*Task goal*. Quote, word for word, the line containing "line, e.g. (119,335)." and all lines that follow it to the end of the records, with no pictures.

#### Rows ####

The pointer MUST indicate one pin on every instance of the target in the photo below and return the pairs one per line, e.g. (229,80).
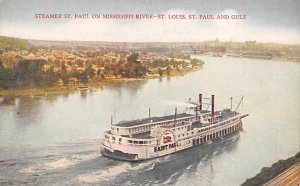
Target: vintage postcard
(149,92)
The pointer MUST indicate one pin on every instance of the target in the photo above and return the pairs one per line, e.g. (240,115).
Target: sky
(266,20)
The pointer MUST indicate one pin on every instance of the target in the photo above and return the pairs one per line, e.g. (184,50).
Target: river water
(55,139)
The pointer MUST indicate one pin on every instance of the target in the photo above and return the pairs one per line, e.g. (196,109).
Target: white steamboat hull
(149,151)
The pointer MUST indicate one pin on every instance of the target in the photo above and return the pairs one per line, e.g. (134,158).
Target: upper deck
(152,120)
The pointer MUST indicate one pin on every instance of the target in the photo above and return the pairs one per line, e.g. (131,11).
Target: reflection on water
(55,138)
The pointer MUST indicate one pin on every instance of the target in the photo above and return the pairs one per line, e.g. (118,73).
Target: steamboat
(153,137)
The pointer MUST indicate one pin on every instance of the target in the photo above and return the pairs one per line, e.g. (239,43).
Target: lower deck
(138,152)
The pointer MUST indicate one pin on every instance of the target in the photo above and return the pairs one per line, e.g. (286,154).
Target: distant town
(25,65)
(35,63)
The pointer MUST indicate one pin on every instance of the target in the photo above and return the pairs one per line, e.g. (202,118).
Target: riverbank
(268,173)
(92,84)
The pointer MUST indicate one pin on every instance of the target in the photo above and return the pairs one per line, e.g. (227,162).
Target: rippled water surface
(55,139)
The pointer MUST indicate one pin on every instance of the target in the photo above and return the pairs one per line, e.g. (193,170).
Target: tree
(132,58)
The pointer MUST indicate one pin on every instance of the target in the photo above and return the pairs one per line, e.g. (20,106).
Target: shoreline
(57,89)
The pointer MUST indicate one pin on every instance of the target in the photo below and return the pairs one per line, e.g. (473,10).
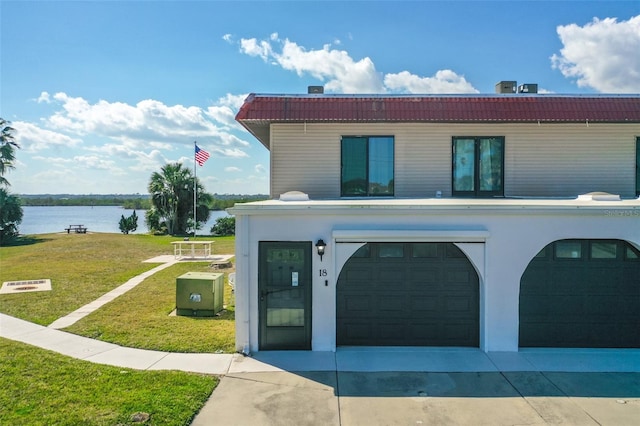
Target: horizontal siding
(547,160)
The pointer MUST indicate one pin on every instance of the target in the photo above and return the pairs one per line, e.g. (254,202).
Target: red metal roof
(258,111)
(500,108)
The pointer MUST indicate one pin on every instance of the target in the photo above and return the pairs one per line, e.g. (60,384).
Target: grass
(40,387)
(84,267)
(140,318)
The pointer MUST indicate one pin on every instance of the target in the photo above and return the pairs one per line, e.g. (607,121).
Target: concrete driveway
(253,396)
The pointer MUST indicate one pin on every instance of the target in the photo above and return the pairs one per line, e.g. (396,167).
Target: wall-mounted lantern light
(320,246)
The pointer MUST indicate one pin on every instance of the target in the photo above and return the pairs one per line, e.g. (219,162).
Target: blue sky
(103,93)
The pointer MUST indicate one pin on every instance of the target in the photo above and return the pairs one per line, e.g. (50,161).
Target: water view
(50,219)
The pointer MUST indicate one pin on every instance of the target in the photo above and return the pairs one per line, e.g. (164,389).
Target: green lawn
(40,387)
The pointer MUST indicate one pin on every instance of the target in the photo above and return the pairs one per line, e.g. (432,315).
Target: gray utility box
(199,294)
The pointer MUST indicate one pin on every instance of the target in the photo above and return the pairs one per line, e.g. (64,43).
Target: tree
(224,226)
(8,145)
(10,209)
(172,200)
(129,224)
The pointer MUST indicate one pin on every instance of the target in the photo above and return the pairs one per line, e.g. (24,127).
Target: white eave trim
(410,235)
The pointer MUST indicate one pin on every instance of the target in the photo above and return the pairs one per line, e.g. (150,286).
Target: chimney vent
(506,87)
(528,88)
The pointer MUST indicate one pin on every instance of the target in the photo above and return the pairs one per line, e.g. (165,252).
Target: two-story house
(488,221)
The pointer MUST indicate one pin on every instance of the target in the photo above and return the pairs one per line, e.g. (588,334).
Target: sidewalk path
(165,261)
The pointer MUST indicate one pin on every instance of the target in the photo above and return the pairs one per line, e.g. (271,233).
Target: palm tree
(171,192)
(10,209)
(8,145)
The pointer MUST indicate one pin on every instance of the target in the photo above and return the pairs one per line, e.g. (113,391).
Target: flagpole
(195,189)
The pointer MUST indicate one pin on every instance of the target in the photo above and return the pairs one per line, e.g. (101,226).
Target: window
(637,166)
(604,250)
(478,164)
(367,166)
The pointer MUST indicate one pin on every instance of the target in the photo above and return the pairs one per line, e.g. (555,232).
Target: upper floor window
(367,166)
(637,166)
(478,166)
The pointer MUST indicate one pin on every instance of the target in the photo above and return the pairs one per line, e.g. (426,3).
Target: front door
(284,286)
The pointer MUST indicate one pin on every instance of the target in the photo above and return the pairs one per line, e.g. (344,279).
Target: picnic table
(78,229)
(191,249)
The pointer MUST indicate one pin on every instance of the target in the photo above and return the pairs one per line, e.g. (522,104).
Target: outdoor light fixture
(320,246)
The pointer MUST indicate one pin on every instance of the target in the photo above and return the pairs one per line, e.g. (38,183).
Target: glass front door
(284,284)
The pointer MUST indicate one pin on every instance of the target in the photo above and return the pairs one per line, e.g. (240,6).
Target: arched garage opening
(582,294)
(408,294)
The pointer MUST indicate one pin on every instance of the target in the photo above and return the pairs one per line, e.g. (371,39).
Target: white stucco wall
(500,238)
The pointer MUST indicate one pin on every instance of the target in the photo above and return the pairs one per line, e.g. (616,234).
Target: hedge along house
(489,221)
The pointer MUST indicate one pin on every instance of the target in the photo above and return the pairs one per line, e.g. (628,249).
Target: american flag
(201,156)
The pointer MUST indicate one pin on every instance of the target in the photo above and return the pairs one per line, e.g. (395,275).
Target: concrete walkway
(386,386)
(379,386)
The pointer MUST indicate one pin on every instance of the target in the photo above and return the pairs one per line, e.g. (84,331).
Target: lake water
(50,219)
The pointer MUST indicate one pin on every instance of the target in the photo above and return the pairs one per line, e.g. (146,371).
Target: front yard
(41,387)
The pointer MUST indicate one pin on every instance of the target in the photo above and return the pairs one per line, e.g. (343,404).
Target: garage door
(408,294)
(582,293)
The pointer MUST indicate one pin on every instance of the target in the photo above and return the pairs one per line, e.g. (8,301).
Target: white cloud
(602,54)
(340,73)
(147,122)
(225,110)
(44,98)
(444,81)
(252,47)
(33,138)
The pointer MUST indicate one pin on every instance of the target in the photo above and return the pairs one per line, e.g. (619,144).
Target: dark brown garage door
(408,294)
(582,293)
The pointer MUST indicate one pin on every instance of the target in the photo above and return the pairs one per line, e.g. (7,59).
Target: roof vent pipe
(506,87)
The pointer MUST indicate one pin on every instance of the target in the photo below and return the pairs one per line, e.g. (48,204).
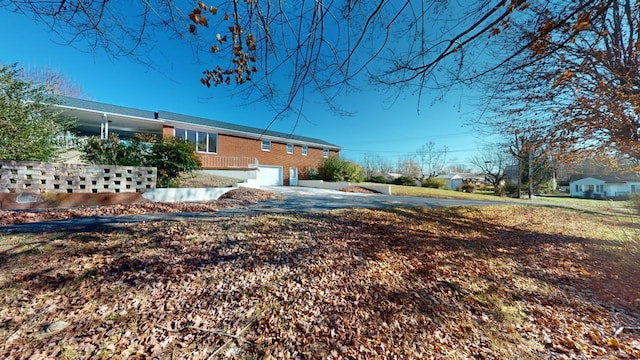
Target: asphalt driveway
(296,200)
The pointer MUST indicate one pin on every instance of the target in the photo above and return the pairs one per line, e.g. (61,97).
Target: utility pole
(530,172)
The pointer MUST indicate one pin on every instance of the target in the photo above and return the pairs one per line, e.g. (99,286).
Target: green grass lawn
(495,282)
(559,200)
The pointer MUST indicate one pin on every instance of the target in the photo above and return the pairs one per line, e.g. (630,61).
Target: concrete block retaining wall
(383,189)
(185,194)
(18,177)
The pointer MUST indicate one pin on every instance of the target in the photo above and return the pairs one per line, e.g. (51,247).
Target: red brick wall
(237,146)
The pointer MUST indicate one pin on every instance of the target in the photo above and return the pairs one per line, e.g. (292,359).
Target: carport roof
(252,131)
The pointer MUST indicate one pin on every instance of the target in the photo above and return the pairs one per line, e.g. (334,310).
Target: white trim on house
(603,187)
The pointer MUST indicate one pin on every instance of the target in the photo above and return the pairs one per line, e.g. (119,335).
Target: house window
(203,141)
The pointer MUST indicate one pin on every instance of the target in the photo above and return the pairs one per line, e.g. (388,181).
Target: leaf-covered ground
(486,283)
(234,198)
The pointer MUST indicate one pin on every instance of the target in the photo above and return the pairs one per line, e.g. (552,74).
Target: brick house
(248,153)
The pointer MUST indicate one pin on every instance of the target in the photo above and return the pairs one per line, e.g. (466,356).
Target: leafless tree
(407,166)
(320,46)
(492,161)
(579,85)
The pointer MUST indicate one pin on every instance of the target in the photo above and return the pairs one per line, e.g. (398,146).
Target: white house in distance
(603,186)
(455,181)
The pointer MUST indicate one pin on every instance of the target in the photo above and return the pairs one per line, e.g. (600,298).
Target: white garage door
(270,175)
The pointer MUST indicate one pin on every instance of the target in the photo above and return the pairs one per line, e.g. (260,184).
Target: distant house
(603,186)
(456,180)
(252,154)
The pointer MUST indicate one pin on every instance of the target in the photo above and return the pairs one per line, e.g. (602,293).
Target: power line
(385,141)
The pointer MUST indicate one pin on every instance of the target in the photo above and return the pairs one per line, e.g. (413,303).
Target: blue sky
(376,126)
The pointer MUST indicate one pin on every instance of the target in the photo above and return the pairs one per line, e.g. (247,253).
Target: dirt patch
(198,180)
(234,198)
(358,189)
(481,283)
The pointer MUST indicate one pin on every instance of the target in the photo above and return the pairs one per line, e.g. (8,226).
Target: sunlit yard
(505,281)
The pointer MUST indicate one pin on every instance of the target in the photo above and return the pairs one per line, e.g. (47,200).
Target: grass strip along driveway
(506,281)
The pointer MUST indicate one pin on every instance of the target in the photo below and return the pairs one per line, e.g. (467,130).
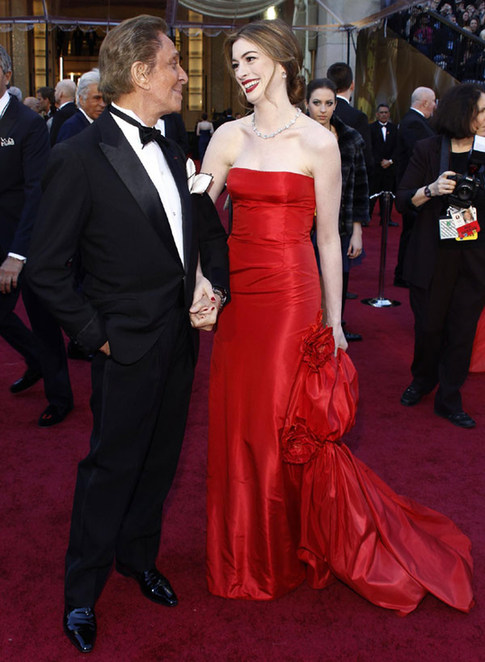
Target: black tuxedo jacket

####

*Answer in full*.
The pointer MUST indicate one pin on every instance of the target in the photo above and return the pairs one per line, e.g. (119,335).
Target: house window
(203,141)
The pointer MUST indicate one pin on every instance of the target in the photo above and return the pairs one per line, e.g. (388,181).
Target: leaf-covered ground
(486,283)
(234,198)
The pointer MUST indicate one pin on every instance of the target in the photo above and return the pairs one per line, e.g. (552,74).
Target: brick house
(248,153)
The pointer MUST indicate one pin on every instance of the target in the photo above and return the pairs one per line, e.g. (466,356).
Target: leafless tree
(407,166)
(320,46)
(492,161)
(579,85)
The pointer MUST indicate one pin on every instance of the target in the photo above and return the pairs one per line, e.g. (398,146).
Target: white house in distance
(603,186)
(455,181)
The pointer MUST indicate one pin on every instance of the target in the photo above and return the pairs one per line, e.g. (600,298).
Target: white garage door
(270,175)
The pointer MUST indicate one pin on every instance of the target in the photo above and return the pairs one per line, e.g. (260,184).
Target: distant house
(603,186)
(456,180)
(252,154)
The pointer MUST indicate one pin on every instance of the target in the photo above and return the pairs one per line, e.g. (602,293).
Target: power line
(385,141)
The pointer MUST indicate one pin on every instance of the target in the photo above and return the pairs one per line, e.g. (413,303).
Target: blue sky
(376,126)
The pointer MUST indicate one pin on every instance of the target in the photo above and return the pairs one per line, e.g. (247,253).
Target: dirt patch
(198,180)
(234,198)
(358,189)
(481,283)
The pointer MUST indicate one pin on every instance of the target in the photo above and return the pairs one per line, e.g. (8,226).
Target: sunlit yard
(505,281)
The pointer MUST indicate one pin on every instance of the target in the photo above and return the pairs one per line, e.g. (47,200).
Target: grass strip along driveway
(506,281)
The pointer MUST indicate one pin on every instance of the target in the photo below and return the pairs one per line, e.g. (467,130).
Target: black tuxedo jacket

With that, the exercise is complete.